*Questions:*
1. According to the article on daily fasting, what job does Leo Garcia have?
2. Repeat the part of the article on daily fasting that runs from "The data suggest" up to and including "in the blood.".
3. Pick up the article on daily fasting and write what comes next after its final sentence.

*Text under study:*
★ ★ ★ ★ ★ ★ ★
The data suggest that the stomach, the brain
and the body's digestive machinery need to take a break from managing
incoming fuel; otherwise, we may be working ourselves into a state of
metabolic exhaustion. When combined with high-calorie, high-fat diets,
the result is weight gain, a liver clogged with fat, accumulation of
cholesterol in the arteries and unused glucose in the blood.
In
the mice who fasted for 16 hours daily, measures of digestive hormones,
cholesterol and glucose suggested that liver enzymes were working hard
to break down cholesterol into bile acids. The body's stores of "brown
fat," the stuff that converts extra calories into heat, were revved up,
and the liver ceased production of glucose. As they burned fat, their
body temperatures were actually higher, Panda said.
The results of daily fasting were "phenomenal," he said.
If only we were mice.
Leo
Garcia, a 37-year-old auto mechanic whose adult years have been a
steady march up the scale, said he was intrigued by the notion that he
could lose some of his 250 pounds by wrapping up his mealtime early and
resisting the urge to nibble. "It seems easier to do something like that
than to join a gym and do cardio," he said.
★ ★ ★ ★ ★ ★ ★
*Supplied records:*
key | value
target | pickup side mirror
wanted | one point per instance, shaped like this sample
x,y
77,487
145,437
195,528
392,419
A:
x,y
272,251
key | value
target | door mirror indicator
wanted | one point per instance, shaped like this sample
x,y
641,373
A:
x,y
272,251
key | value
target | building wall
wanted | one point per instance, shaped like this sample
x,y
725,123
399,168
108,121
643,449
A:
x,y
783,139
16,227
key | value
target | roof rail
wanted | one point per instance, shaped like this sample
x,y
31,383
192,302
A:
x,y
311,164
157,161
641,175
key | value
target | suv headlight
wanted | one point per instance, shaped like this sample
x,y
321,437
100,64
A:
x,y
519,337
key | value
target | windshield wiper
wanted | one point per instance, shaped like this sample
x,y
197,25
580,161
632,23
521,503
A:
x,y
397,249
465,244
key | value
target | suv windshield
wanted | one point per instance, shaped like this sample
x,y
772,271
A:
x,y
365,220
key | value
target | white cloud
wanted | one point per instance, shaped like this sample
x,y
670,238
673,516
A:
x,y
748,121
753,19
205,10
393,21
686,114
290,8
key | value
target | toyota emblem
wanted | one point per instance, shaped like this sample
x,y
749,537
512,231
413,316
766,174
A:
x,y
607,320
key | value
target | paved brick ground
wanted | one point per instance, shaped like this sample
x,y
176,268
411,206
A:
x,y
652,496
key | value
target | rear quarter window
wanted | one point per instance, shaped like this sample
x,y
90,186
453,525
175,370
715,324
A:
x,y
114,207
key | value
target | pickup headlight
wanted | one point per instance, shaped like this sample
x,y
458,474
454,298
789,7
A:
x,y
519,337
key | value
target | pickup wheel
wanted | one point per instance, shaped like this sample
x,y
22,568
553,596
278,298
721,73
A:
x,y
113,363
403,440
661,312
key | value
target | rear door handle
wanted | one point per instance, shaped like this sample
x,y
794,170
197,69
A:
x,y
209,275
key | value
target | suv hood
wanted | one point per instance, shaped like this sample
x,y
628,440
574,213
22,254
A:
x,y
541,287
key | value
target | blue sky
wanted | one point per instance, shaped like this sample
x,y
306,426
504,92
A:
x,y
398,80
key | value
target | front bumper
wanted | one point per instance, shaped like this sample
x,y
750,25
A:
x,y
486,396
★ ★ ★ ★ ★ ★ ★
*Written responses:*
1. He is an auto mechanic.

2.
The data suggest that the stomach, the brain
and the body's digestive machinery need to take a break from managing
incoming fuel; otherwise, we may be working ourselves into a state of
metabolic exhaustion. When combined with high-calorie, high-fat diets,
the result is weight gain, a liver clogged with fat, accumulation of
cholesterol in the arteries and unused glucose in the blood.

3.
But the study drew
both exasperation and cautious interest from obesity researchers, who
underscored that lab mice aren't tempted by fast-food restaurants with
late-night specials and have no alternative to the menu and feeding
schedule set by lab technicians. Being nocturnal, they also have
different circadian clocks. The conclusion that humans could prevent or
reverse obesity by wolfing down steak and chips for eight hours and then
stopping for 16 would be premature and almost certainly dangerous, some
said.
"I hope it's true, but I doubt it," said Barbara Corkey, director of obesity research at Boston University School of Medicine.
Barry M. Popkin, a nutrition expert at the
University of North Carolina,
said the study plies "uncharted territory" that needs exploration. A
clinical trial published in 1992 suggested that eating frequent, small
meals resulted in better insulin control and longevity.
"This one study cannot tell us that this science is wrong," Popkin said. "However, it is suggestive that scholars in the
diabetes, obesity and other areas related to
heart disease need to test this issue further in animals and humans."
Panda
acknowledged that his research would need to be refined and tested in
humans before it could be used to fight the war against obesity. The
16-hour fast that was so effective in preventing obesity in mice "may
not be a magic number" for people, he said.
But extending the
nighttime fast is a cheap and simple dietary adjustment that has no
discernible side effects and doesn't require anyone to count calories or
even deprive themselves — unless you just can't watch a playoff game
without a beer or can't fall asleep without tea and honey.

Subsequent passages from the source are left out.